--- Exercise material Enclosed Below ---
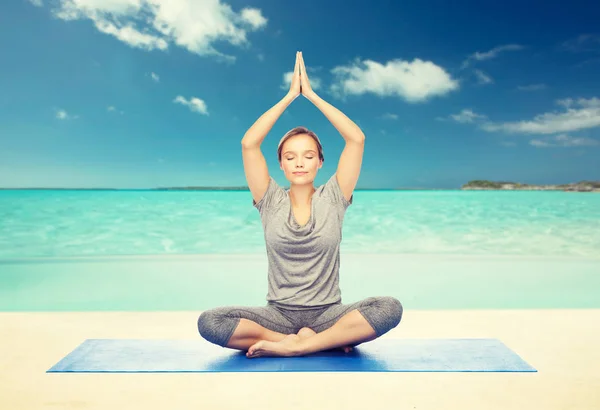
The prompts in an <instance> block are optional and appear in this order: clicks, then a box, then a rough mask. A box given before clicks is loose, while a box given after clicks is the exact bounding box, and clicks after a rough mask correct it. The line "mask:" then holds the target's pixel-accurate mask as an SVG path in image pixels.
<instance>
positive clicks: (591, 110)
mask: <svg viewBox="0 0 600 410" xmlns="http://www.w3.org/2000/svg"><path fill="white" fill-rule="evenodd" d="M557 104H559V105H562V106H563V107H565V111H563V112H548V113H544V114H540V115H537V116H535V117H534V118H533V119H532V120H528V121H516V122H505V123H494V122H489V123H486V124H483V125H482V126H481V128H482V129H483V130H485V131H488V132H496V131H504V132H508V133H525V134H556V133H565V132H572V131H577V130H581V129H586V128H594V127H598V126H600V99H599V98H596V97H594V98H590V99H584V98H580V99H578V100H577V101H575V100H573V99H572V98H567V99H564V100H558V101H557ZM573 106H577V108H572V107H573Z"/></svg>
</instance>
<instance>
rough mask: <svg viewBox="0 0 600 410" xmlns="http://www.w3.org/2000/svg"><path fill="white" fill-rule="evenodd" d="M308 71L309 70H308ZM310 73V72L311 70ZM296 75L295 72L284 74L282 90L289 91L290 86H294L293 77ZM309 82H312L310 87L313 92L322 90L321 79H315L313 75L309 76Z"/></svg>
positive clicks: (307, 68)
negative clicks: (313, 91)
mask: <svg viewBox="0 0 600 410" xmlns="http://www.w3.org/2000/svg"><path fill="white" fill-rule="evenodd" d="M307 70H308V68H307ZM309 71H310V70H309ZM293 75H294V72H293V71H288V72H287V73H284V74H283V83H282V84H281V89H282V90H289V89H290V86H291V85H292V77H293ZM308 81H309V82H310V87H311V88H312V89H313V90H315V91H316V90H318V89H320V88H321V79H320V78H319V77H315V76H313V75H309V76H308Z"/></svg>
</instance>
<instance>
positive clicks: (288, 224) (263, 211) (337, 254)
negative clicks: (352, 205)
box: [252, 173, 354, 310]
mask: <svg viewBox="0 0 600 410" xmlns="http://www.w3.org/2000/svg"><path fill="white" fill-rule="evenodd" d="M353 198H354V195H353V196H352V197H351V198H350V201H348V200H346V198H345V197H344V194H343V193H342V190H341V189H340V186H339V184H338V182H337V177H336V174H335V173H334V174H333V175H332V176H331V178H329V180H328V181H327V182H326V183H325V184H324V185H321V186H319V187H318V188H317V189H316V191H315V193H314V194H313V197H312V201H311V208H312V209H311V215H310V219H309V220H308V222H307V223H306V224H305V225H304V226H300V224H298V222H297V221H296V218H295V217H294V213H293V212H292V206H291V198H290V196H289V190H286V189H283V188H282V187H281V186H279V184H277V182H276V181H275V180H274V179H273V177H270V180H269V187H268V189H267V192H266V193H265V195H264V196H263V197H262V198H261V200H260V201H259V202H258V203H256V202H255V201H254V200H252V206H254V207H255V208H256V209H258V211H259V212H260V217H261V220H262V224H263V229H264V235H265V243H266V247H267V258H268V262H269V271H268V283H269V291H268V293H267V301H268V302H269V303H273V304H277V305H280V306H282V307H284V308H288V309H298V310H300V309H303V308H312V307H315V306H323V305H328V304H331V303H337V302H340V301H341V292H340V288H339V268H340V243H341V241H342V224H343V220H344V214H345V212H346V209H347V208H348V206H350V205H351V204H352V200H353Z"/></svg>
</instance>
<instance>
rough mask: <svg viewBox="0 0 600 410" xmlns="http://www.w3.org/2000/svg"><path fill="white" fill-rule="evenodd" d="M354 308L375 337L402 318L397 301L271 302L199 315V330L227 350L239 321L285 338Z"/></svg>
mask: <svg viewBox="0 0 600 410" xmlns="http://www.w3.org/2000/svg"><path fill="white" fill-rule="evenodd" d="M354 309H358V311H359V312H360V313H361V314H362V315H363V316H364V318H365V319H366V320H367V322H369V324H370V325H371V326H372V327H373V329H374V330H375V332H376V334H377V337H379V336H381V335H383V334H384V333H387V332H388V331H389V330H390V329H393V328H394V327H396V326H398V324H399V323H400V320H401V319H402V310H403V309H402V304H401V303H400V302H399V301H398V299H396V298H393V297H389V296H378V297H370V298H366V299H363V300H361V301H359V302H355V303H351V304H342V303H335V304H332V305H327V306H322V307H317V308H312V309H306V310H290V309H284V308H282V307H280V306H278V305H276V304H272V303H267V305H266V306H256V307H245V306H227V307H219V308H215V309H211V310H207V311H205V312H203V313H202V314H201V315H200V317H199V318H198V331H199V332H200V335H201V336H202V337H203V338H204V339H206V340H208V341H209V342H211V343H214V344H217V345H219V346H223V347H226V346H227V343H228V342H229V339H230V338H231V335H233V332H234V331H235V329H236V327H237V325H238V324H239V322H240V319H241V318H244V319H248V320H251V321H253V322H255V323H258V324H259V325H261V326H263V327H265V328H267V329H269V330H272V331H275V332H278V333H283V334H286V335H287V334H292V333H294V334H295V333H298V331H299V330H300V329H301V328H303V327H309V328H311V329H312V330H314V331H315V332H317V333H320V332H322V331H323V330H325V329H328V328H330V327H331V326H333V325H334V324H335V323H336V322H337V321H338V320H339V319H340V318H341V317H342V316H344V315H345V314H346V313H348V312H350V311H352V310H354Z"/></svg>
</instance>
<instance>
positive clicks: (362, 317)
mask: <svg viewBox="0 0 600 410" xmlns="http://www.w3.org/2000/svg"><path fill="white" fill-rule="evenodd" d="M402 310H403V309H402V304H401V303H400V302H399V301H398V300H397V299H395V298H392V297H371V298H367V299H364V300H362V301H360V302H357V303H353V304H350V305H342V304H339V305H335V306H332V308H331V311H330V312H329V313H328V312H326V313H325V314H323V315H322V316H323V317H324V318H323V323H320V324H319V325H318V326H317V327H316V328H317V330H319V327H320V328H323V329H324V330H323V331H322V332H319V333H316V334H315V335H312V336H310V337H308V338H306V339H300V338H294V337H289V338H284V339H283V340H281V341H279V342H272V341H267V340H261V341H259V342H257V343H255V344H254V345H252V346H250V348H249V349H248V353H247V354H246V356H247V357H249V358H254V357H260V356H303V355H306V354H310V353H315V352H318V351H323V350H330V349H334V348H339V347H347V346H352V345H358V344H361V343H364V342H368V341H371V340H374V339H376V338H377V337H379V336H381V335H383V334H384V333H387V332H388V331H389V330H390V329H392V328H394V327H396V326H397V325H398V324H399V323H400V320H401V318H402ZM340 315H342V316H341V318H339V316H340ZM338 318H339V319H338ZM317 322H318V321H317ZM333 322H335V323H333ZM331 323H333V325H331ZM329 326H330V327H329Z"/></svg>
--- End of Enclosed Exercise material ---
--- Exercise material Enclosed Below ---
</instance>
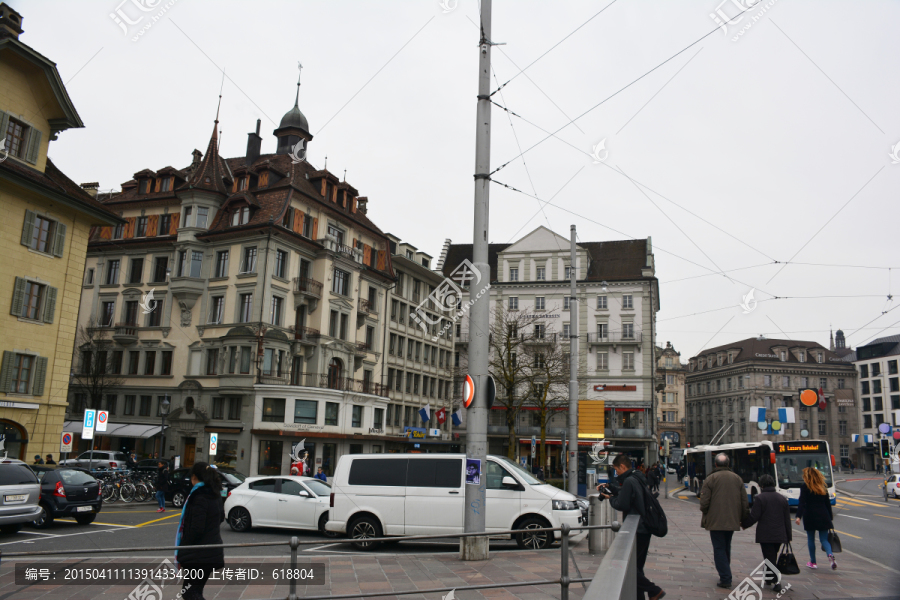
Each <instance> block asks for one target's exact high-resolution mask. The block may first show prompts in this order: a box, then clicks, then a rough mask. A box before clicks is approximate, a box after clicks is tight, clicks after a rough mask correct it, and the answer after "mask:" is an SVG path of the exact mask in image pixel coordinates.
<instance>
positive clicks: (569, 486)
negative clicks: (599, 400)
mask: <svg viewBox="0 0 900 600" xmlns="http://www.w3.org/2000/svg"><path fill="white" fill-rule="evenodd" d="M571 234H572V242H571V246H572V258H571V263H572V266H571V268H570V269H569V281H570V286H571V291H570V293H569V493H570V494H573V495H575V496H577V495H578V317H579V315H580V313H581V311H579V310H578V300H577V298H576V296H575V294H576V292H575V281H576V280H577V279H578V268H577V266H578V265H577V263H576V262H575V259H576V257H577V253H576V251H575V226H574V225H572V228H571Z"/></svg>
--- End of Enclosed Exercise material ---
--- Exercise material Enclosed Below ---
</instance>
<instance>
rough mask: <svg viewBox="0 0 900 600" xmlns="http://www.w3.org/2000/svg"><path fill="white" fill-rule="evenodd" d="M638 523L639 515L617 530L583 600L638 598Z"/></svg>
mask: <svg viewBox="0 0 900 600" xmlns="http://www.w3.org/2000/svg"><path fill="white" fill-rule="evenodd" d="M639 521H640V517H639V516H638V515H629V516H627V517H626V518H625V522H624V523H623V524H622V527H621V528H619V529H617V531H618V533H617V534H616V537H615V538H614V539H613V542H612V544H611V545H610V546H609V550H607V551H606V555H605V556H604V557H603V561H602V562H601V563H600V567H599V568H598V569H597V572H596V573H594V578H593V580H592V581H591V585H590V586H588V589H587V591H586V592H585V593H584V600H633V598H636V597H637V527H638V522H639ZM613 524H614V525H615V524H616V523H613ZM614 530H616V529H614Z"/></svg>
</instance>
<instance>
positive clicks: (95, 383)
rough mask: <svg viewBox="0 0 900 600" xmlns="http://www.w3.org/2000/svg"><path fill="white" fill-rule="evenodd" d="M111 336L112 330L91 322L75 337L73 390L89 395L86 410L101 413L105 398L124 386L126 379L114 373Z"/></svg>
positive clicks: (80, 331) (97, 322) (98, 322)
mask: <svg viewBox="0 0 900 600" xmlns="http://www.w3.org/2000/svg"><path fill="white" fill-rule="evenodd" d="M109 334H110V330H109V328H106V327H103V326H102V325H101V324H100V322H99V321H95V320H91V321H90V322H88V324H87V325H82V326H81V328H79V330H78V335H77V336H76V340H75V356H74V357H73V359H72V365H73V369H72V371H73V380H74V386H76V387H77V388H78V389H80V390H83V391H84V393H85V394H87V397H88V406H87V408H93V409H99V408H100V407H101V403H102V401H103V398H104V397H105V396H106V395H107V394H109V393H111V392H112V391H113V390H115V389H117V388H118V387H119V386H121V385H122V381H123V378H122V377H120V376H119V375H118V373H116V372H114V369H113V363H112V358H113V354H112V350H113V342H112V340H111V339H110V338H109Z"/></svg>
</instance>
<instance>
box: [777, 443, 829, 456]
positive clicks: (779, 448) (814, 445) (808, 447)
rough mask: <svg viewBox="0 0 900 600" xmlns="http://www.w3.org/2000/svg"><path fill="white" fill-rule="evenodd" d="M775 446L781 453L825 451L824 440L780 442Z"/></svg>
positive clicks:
--- End of Enclosed Exercise material ---
# Directions
The answer should be a number alone: the count of lines in the records that hold the word "then".

# Output of the task
2